## WHAT IS BEING ASKED:
From the commentary below on Mitt Romney's religion speech, reproduce verbatim the passage that opens with the words containing "When this country" and closes with "has exacted casualties.".

## GIVEN TEXT:
[START]

Faithiness

David Brooks has a column in today’s New York Times titled “Faith vs. the Faithless,” about Mitt Romney’s religion speech. I plunged into it with the same enthusiasm I have for dumpster diving in really bad neighborhoods. But I was pleasantly surprised that Brooks actually had a glimmer of insight.

When this country was founded, James Madison envisioned a noisy public square with different religious denominations arguing, competing and balancing each other’s passions. But now the landscape of religious life has changed. Now its most prominent feature is the supposed war between the faithful and the faithless. Mitt Romney didn’t start this war, but
speeches like his both exploit and solidify this divide in people’s minds. The supposed war between the faithful and the faithless has exacted casualties.

The first casualty is the national community. Romney described a community yesterday. Observant Catholics, Baptists, Methodists, Jews and Muslims are inside that community. The nonobservant are not. There was not even a perfunctory sentence showing respect for the nonreligious.

I’ve read the speech. It not only disses the nonreligious (about which the Rude Pundit gets really rude); it also leaves out anyone who isn’t a monotheist. I guess Mitt isn’t worried about losing the Buddhist vote.

[END]

## DATASET ROWS:
[START]

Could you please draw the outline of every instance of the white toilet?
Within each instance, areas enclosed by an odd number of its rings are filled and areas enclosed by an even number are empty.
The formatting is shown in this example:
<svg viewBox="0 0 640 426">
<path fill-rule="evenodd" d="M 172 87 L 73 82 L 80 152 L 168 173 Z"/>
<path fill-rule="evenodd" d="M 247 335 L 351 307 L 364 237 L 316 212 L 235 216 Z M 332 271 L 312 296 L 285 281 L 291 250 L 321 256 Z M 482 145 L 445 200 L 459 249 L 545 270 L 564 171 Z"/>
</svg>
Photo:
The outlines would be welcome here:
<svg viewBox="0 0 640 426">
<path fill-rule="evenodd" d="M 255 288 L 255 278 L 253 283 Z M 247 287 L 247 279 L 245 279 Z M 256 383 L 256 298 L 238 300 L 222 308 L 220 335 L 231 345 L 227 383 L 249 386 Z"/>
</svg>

[END]

## WRITTEN REPLY:
When this country was founded, James Madison envisioned a noisy public square with different religious denominations arguing, competing and balancing each other’s passions. But now the landscape of religious life has changed. Now its most prominent feature is the supposed war between the faithful and the faithless. Mitt Romney didn’t start this war, but
speeches like his both exploit and solidify this divide in people’s minds. The supposed war between the faithful and the faithless has exacted casualties.